* Aim of the exercise:
Lay out the rows from the line containing "Task: locate the green lawn, a" through the last row as a two-column CSV with the columns instruction and points. Give one CSV line per row, with its text under instruction and its answer under points, each in a single quoted field with line breaks turned into spaces.

○ ○ ○

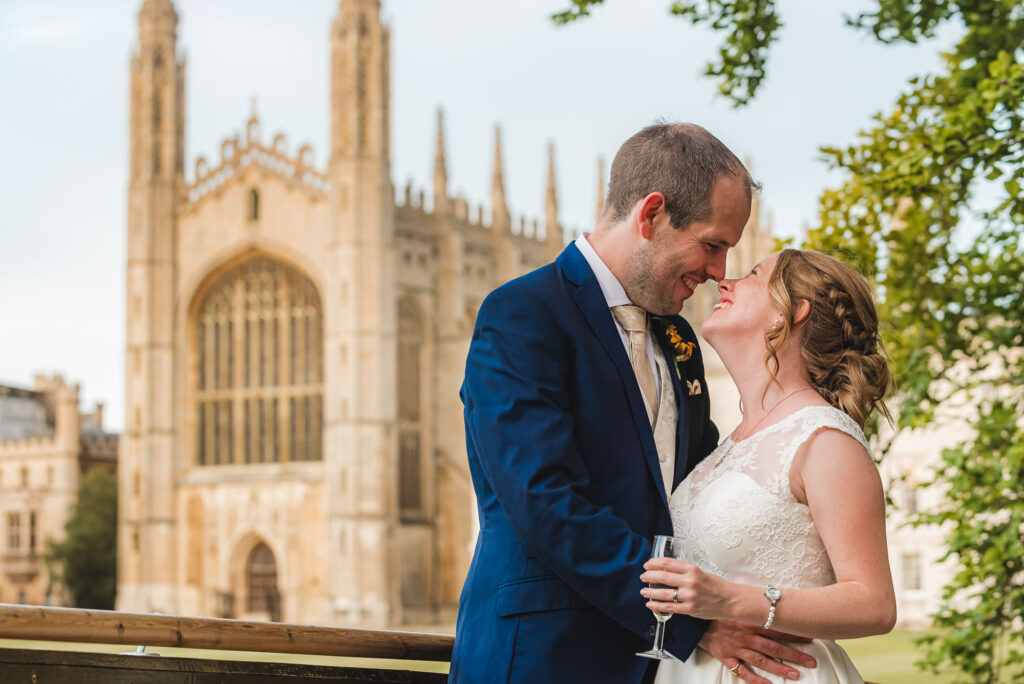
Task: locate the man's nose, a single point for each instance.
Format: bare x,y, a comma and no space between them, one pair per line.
717,267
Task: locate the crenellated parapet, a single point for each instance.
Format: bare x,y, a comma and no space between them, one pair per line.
238,156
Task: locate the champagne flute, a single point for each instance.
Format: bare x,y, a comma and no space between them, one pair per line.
665,547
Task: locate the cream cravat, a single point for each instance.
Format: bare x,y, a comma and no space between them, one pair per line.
634,319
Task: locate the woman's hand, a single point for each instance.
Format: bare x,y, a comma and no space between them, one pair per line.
696,593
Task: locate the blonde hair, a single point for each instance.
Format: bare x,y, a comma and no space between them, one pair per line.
840,342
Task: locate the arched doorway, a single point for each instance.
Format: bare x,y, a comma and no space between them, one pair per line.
261,584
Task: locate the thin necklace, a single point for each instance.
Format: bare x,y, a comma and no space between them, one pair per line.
774,405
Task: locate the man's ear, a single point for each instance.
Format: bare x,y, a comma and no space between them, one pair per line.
650,207
802,311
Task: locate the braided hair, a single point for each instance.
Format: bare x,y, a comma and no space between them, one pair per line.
840,342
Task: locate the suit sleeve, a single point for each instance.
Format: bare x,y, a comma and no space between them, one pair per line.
519,422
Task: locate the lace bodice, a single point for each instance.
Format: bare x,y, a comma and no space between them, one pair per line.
737,515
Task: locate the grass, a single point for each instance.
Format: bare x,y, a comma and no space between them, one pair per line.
889,659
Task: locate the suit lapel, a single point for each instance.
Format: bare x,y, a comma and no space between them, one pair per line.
594,307
682,399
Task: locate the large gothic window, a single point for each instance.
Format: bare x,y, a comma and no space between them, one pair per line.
259,367
410,423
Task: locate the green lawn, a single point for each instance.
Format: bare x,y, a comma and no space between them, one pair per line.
889,659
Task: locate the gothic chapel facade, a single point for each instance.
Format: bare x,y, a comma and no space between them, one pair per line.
296,339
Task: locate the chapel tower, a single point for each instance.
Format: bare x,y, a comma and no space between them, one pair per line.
359,342
146,536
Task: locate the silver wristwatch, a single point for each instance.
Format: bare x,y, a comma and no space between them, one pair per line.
773,594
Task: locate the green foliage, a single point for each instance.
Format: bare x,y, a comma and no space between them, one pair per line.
932,212
944,168
86,560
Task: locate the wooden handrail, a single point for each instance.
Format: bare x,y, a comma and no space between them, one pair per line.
109,627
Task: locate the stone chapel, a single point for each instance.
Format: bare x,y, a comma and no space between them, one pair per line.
295,342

○ ○ ○

* Answer in full:
instruction,points
"Task: locate the green lawn, a single point for each instance. Format: bare x,y, a comma and no space between them, one pair per line.","889,659"
"Task: locate the gothic chapel facade, a single point for each instance. Format: bare x,y, a comma and no space between them, one pair per line.","296,339"
"Task: locate the chapel tower, a single point for each instance. Format: bare x,y, a comma and no space between them, one pair per line.","359,342 146,536"
"Task: locate the silver wristwatch, a single point for each instance. Format: bare x,y, a comma and no space between them, one pair per line.","773,594"
"Task: locate the green foliage, a single point for each instance. Format: bare x,y, a comma and no space between them, one pair per line.","932,212 944,168 86,560"
"Task: locate the wooden handrail, a single point for each instance. Format: bare x,y, a comma and no space between them, one pair per line.","109,627"
"Task: locate the stone chapel, a single point for each instance. Format: bare x,y, a comma and no space between them, one pair per line.","295,342"